'''
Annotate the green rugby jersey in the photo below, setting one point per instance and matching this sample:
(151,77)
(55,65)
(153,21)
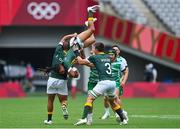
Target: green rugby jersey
(93,77)
(118,66)
(58,57)
(102,63)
'''
Line by line and exactly, write out the material above. Skip the pictures.

RESPONSE BELOW:
Annotate the green rugby jersey in the photo below, setting one point per instance and matching this sample:
(151,77)
(55,65)
(153,21)
Target: green rugby jersey
(93,77)
(118,66)
(58,57)
(102,63)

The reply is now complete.